In the rows below, take the part that opens with the line containing "find the wheel" and closes with the line containing "[269,55,350,84]", and write it out again with "metal fence" swapped for "chain-link fence" and nothing else changed.
::: RECORDS FOR THE EXERCISE :::
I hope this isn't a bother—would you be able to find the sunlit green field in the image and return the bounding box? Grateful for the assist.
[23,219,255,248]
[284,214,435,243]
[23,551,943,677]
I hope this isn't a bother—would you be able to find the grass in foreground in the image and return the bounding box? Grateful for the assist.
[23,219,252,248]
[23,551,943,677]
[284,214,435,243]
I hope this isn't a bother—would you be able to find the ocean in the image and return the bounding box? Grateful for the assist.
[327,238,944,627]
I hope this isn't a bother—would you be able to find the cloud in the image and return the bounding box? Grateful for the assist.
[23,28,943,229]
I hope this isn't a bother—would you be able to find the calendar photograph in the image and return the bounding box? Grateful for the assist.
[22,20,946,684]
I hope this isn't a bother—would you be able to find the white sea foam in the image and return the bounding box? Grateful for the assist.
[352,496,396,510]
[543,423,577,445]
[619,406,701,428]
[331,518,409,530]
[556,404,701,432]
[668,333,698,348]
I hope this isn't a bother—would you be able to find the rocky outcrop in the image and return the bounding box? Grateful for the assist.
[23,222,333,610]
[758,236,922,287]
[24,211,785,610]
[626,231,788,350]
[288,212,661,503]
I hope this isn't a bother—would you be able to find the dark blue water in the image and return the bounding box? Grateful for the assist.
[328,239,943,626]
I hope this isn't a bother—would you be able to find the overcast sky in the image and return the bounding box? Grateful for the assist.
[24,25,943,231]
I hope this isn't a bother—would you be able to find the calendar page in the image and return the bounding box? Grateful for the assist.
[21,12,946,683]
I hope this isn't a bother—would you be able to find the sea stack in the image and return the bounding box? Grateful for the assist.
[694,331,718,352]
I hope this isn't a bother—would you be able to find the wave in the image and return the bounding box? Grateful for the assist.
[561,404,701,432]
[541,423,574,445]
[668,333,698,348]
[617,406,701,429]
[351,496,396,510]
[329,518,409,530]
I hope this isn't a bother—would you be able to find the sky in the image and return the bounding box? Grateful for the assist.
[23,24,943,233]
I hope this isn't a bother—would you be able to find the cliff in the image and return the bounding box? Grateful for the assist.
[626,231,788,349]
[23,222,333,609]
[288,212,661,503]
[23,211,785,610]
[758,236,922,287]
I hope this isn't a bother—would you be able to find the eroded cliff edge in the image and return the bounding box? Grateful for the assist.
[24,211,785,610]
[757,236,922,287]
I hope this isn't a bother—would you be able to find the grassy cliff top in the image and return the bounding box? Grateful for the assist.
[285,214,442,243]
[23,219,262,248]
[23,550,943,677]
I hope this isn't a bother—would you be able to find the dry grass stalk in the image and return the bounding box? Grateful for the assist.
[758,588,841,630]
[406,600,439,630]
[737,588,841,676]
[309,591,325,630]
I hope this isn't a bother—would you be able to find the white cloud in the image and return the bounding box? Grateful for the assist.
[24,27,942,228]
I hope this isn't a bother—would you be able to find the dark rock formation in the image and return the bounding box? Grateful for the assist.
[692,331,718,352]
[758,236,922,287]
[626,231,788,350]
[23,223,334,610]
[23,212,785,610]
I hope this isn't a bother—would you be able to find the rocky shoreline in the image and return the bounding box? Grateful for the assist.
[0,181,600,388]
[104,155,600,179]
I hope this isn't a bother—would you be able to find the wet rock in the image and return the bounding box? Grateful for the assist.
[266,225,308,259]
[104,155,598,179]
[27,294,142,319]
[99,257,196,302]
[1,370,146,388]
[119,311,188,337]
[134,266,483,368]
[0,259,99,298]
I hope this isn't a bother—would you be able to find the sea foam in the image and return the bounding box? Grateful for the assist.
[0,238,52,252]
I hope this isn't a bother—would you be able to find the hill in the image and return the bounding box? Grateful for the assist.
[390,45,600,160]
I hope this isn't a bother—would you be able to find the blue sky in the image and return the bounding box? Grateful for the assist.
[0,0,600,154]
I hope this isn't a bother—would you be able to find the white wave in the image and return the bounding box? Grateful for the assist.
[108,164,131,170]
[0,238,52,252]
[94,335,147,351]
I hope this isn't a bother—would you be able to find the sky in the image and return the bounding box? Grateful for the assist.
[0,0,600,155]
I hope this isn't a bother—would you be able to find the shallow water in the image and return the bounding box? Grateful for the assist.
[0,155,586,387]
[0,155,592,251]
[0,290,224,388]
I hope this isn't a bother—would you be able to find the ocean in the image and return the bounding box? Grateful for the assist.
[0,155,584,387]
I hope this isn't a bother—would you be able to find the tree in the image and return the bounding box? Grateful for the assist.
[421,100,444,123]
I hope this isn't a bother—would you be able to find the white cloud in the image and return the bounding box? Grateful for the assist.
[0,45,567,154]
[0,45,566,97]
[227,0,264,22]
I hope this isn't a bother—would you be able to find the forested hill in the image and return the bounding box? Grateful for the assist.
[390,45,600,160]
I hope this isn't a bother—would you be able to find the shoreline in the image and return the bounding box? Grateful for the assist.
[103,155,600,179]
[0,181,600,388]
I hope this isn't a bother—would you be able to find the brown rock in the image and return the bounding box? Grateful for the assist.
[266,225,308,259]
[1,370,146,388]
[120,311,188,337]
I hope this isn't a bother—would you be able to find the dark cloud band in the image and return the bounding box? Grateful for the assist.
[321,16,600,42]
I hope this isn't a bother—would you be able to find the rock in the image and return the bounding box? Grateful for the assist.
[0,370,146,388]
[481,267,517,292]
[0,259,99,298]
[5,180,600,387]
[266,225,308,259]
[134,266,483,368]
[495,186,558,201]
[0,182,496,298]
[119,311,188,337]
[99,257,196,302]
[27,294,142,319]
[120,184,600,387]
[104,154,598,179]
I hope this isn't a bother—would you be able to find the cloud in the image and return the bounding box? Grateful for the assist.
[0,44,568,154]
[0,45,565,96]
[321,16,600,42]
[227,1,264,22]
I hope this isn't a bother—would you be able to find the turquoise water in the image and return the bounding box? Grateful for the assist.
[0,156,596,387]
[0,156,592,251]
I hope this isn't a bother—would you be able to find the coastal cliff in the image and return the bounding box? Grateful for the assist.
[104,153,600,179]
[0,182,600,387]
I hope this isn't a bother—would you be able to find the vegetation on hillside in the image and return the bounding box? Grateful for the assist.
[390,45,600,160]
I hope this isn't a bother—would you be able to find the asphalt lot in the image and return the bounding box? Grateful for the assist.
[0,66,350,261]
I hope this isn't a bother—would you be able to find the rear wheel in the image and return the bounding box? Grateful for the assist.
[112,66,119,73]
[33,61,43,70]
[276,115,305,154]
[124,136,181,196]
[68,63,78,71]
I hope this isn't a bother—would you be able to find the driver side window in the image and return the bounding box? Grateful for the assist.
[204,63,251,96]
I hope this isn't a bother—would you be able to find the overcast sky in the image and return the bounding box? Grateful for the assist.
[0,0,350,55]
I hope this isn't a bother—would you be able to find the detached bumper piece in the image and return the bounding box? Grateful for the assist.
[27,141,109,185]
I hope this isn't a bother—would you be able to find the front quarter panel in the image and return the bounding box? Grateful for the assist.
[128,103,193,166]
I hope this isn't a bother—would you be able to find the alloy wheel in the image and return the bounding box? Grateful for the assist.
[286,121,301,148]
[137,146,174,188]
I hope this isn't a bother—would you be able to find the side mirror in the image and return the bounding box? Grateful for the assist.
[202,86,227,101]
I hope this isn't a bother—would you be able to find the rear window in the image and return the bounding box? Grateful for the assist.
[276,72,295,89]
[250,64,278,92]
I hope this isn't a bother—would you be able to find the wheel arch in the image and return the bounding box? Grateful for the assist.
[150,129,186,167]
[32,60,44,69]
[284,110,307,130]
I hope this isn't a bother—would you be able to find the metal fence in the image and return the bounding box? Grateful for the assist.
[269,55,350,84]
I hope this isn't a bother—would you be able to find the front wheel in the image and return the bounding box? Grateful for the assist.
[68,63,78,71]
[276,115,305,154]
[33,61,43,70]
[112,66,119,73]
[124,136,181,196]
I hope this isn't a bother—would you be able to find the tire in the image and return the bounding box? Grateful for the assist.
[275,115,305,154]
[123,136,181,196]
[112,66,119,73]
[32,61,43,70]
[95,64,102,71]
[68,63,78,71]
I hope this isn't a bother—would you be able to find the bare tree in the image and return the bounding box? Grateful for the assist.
:::
■ COMPLETED EXERCISE:
I hope this isn't a bother—would you be able to find the wheel arch in the image and return the bounding box? Grateful for the assist.
[150,129,186,167]
[32,60,44,69]
[284,110,307,130]
I hope this isn't a bother—would you be able to find the chain-link fence in the image and return the bounding box? Grateful for the assist.
[269,55,350,84]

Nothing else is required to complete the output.